▸ **Page text**:
+ + + + + + +

Over the past decade, disposable technologies have become a reality in biotech processes. The use of disposables in research
and manufacturing allows high flexibility.
The aim of cultivation in a bioreactor is to produce biomolecules using animal or plant cells, microorganisms, yeast, and
Biomolecules are divided into four main classes: carbohydrates, lipids, nucleic acids and proteins.1 The latter is the most common in biotech processes: manufacturing of vaccines, diagnostics, or therapeutic preparations.
Mammalian cells constitute a demanding system for the production of heterologous proteins. Two main formats have been employed
for the production of recombinant proteins in mammalian cells: cultures of adherent cells and suspension cultures. The latter
is by far the most common.2 In 2004, mammalian cell-based therapeutic proteins reached a market share of 59% followed by 27% for E. coli-based products.3
Before production can start, the right cell line is screened out and the cultivation process must be optimized, for example,
scaled-up, starting cultivation with a few milliliters and ending up with several cubic metres' cultivation volume.

+ + + + + + +

▸ **Data extracts**:
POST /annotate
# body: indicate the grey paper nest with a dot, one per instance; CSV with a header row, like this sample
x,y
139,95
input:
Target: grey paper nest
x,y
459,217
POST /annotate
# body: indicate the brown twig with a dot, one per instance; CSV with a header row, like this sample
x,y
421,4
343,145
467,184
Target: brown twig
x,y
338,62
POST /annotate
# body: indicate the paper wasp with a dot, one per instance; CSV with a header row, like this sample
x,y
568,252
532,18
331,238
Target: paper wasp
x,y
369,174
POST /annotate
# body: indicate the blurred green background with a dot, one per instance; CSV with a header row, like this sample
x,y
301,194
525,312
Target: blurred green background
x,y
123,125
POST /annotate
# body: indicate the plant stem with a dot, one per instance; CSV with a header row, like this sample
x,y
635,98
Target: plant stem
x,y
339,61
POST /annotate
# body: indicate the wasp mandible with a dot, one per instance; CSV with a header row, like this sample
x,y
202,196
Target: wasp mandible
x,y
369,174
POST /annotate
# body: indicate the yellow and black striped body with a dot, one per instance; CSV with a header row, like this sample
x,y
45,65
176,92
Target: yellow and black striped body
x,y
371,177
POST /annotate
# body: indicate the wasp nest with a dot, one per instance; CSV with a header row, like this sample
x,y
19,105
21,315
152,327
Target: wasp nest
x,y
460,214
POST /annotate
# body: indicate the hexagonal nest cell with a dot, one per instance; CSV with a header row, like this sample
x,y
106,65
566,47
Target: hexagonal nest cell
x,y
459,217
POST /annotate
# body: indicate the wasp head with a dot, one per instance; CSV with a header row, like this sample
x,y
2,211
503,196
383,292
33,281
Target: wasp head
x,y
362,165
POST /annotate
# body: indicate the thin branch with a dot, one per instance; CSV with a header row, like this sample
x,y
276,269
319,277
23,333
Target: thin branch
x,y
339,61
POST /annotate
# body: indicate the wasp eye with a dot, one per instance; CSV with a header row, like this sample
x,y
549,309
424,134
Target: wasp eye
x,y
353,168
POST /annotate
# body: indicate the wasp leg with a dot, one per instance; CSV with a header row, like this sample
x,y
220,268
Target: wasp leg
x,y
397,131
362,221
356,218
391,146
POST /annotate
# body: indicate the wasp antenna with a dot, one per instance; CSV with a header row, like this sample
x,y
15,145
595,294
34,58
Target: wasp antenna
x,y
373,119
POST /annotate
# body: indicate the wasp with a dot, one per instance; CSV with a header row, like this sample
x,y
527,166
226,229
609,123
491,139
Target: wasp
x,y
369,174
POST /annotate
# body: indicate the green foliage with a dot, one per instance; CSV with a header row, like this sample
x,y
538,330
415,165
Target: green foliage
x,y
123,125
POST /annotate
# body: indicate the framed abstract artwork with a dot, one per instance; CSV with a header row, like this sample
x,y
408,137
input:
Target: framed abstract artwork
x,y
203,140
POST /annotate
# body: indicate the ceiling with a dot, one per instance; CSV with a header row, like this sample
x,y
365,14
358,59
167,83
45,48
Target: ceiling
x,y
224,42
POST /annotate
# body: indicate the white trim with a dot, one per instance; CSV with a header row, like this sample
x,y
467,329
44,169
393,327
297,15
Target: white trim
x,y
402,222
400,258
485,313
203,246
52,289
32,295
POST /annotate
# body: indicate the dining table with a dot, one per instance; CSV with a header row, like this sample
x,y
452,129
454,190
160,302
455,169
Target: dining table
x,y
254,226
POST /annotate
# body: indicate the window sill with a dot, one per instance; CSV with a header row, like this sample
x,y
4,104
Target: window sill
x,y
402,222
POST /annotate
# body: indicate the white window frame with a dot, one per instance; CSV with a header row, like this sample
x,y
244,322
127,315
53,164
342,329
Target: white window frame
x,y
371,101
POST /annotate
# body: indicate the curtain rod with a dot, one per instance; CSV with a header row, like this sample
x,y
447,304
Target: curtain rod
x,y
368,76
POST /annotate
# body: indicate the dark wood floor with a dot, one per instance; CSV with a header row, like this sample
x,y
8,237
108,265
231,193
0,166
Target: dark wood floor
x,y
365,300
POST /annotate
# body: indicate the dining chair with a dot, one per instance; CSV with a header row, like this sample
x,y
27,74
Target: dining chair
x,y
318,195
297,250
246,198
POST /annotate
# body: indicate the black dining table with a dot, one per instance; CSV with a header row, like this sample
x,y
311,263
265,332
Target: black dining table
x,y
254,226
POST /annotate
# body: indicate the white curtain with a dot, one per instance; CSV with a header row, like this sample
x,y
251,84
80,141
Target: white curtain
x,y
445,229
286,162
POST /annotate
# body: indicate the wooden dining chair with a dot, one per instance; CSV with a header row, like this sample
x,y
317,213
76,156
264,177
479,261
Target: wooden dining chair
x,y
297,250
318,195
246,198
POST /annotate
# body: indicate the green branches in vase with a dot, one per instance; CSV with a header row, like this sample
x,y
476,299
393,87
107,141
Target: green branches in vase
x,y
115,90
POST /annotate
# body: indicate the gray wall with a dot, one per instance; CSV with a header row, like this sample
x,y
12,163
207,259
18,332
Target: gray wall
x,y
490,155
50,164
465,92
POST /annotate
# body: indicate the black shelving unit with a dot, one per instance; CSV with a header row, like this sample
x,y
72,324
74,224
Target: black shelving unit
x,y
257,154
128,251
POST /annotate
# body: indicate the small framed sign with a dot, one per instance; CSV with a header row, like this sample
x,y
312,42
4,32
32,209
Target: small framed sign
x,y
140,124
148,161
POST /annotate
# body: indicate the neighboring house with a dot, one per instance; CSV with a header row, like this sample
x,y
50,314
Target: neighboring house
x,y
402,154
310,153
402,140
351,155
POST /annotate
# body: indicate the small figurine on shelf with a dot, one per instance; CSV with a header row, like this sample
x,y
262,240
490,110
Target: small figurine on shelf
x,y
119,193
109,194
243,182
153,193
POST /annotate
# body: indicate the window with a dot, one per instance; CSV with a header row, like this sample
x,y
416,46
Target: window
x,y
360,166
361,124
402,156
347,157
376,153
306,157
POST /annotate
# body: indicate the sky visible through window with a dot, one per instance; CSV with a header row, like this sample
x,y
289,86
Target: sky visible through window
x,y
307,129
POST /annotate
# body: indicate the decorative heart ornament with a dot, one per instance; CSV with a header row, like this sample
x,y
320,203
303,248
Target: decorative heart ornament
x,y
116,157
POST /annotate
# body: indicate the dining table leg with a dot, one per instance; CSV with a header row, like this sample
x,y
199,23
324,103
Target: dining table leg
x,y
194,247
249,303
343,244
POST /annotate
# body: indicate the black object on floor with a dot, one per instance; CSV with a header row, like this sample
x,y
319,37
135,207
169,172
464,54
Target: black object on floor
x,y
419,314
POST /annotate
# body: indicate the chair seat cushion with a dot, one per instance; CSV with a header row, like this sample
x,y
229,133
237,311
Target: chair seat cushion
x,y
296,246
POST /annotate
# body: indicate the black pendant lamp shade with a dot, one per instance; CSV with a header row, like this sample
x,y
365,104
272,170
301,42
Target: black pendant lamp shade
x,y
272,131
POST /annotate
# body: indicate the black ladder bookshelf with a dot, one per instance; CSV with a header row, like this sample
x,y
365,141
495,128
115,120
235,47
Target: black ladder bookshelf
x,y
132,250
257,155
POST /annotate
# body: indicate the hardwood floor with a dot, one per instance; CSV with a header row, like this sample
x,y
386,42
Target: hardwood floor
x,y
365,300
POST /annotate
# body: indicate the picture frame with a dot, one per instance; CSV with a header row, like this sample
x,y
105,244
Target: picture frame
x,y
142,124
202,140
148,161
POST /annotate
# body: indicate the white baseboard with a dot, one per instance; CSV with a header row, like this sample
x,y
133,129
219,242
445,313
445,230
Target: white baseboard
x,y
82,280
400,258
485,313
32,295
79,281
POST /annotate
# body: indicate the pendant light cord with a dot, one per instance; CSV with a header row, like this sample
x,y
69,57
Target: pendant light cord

+ + + + + + +

▸ **Exercise goal**: In the text on disposable technologies in biotech, replace "bioreactor" with "fermenter" and write out the passage from "Over the past" up to and including "or therapeutic preparations.".

▸ **Task result**:
Over the past decade, disposable technologies have become a reality in biotech processes. The use of disposables in research
and manufacturing allows high flexibility.
The aim of cultivation in a fermenter is to produce biomolecules using animal or plant cells, microorganisms, yeast, and
Biomolecules are divided into four main classes: carbohydrates, lipids, nucleic acids and proteins.1 The latter is the most common in biotech processes: manufacturing of vaccines, diagnostics, or therapeutic preparations.